• [TRAVAIL DEMANDÉ]:
Reproduisez fidèlement l'ensemble des données qui suivent, sans y inclure les images.

(Extrait d'un jeu de données)

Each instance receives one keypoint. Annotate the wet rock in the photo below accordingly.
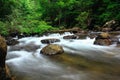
(103, 35)
(48, 41)
(81, 36)
(109, 24)
(11, 41)
(104, 42)
(52, 49)
(31, 47)
(92, 35)
(70, 37)
(114, 39)
(106, 29)
(103, 39)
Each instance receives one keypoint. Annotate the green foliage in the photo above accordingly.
(39, 16)
(3, 29)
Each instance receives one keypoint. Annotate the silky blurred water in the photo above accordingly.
(81, 61)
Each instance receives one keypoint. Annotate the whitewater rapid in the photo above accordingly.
(35, 66)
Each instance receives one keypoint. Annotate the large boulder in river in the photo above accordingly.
(70, 37)
(11, 41)
(103, 39)
(52, 49)
(48, 41)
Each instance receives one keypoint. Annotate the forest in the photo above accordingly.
(39, 16)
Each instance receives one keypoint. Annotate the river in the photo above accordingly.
(81, 60)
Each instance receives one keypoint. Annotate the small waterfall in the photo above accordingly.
(31, 65)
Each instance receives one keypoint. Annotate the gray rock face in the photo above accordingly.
(51, 40)
(52, 49)
(70, 37)
(103, 39)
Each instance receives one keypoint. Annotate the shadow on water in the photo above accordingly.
(96, 70)
(81, 61)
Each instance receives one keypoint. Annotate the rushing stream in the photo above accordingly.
(81, 61)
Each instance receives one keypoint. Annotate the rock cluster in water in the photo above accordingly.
(4, 71)
(52, 49)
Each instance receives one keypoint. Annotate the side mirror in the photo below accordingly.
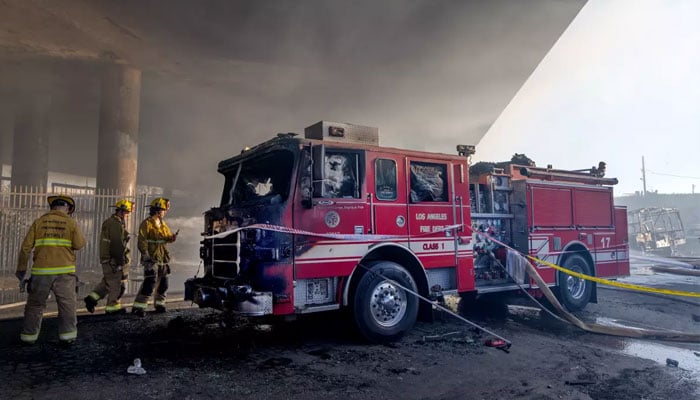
(306, 179)
(318, 154)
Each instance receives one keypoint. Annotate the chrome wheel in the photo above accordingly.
(387, 304)
(576, 286)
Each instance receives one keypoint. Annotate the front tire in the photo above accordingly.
(383, 311)
(575, 293)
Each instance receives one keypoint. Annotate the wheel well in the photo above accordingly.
(580, 249)
(400, 255)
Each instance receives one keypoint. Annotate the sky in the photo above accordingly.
(219, 78)
(621, 83)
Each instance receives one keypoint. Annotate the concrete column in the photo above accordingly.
(30, 148)
(117, 152)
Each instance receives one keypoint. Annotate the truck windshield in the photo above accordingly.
(262, 179)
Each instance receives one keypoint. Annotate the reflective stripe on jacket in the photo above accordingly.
(154, 234)
(54, 237)
(113, 241)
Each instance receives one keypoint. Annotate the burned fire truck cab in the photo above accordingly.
(333, 220)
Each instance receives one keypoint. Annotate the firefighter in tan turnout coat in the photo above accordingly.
(154, 235)
(54, 237)
(114, 257)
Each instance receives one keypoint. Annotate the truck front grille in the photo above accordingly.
(225, 254)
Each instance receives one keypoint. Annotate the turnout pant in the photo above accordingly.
(112, 285)
(63, 288)
(155, 279)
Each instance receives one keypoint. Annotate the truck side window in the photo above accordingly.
(428, 182)
(341, 171)
(385, 179)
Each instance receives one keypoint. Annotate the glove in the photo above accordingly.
(147, 262)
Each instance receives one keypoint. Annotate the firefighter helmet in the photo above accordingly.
(125, 205)
(62, 200)
(160, 203)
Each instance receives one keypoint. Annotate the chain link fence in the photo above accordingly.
(20, 206)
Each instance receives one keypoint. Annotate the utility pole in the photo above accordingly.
(644, 179)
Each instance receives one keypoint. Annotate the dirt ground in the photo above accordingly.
(188, 354)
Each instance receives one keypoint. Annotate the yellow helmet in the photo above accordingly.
(62, 200)
(124, 204)
(160, 203)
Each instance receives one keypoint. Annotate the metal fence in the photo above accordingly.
(20, 206)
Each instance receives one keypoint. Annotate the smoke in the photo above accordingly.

• [RÉPONSE COMPLÈTE]:
Each instance receives one keypoint. Annotate the wet rock in the photo below accordingly.
(103, 35)
(48, 41)
(81, 36)
(109, 24)
(11, 41)
(104, 42)
(52, 49)
(31, 47)
(92, 35)
(70, 37)
(114, 39)
(106, 29)
(103, 39)
Each instance receives one keypoint. Annotate the green foliage in the photo above accordingly.
(39, 16)
(3, 29)
Each instance receives one keypoint. Annotate the silky blurred water in the photo above accordingly.
(81, 61)
Each instance receives one keypoint. Annotate the whitewater rapid in the photo above accordingly.
(35, 66)
Each instance receives one keypoint. Annotate the large boulder in river in the photo above accordingly.
(70, 37)
(11, 41)
(103, 39)
(52, 49)
(48, 41)
Each instance receives one keypoint. Annotate the forest in the photo above accordingly.
(39, 16)
Each instance receives one keypoint. Annotate the river in the photo above accordingly.
(81, 60)
Each instance receives one keypoint. Annotate the small waterfall in the photo above accordingly.
(31, 65)
Each instance receives one keypoint. Annotate the gray rock face in the photo above accordingly.
(51, 40)
(52, 49)
(70, 37)
(103, 39)
Each instance receives one keypoint. Annotate the shadow on water in the photo above accordingly.
(96, 70)
(81, 61)
Each instance receives one keypoint. Annotate the rushing stream in the photo above accordingly.
(81, 61)
Each instance receives one keypoint. Annotate the rock cluster in water in the photo above accordingly.
(4, 71)
(52, 49)
Each instance receives one keypoint. Annotate the side mirror in the photo below accordingly.
(306, 179)
(318, 154)
Each instance receives one keypoint. Annotate the chrome wheel in the photo above accordingly.
(387, 304)
(576, 286)
Each instance receives one keypoint. Annotate the front tire in the photo above accordingly.
(383, 311)
(575, 293)
Each instance receives one keypoint. Annotate the wheel well in the photo above accordingly.
(580, 249)
(400, 255)
Each instance receives one keypoint. Annotate the sky in the photo above accordingly.
(219, 78)
(621, 83)
Each instance receives one keypoint. Annotate the concrete column in the photo above accordingly.
(30, 148)
(117, 152)
Each instance receives one keypoint. Annotate the truck windshield in the photo above accordingly.
(262, 179)
Each instance receives one keypoint. Annotate the reflective stripe on jacket in the photo above accordingly.
(154, 234)
(54, 237)
(113, 241)
Each instance receives one keypoint. Annotate the burned fire truck cab in the photo above accordingly.
(333, 220)
Each instance receives one keypoint. Annotate the firefighter in tan turnout coat in the photo above accordingly.
(154, 235)
(54, 237)
(114, 257)
Each instance receives one keypoint. Annotate the truck front grille in the photo above accordingly.
(225, 254)
Each instance receives one keypoint. Annotate the turnout pant in the photo above accordingly.
(112, 285)
(63, 288)
(155, 279)
Each instance receives one keypoint. Annotate the truck side window in the photo above accordingly.
(428, 182)
(341, 171)
(385, 179)
Each instance receives one keypoint. Annotate the glove in the photo above accordingly.
(147, 262)
Each instance receives one keypoint. Annotate the firefighter helmet in the photo above accordingly.
(125, 205)
(62, 200)
(160, 203)
Each instance receives one keypoint. Annotate the chain link fence in the photo above accordingly.
(20, 206)
Each instance receives one keypoint. Annotate the utility pole in the photo above accordingly.
(644, 179)
Each instance receives one keypoint. Annotate the dirt ground in the photo above accordingly.
(188, 354)
Each instance receives one keypoint. Annotate the yellow helmet in the photo above accordingly.
(62, 200)
(124, 204)
(160, 203)
Each instance receives one keypoint. Annotate the metal fence in the photo above accordingly.
(20, 206)
Each instance receives one keypoint. Annotate the smoke in the photo above accordingly.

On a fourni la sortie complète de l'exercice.